◆ WHAT THE EXERCISE ASKS ◆
Rewrite the records below, replacing each "winding ridge trail" with "narrow mountain path" and leaving everything else unchanged.

## BEGIN INPUT RECORDS

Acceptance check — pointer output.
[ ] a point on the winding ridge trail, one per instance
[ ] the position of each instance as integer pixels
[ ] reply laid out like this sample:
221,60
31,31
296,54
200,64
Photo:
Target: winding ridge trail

## END INPUT RECORDS

◆ ANSWER TO THE EXERCISE ◆
Acceptance check — pointer output.
[ ] a point on the narrow mountain path, one per instance
[ ] the position of each instance as integer pixels
[ ] reply laid out like this sample:
221,60
31,31
296,54
200,64
Photo:
Target: narrow mountain path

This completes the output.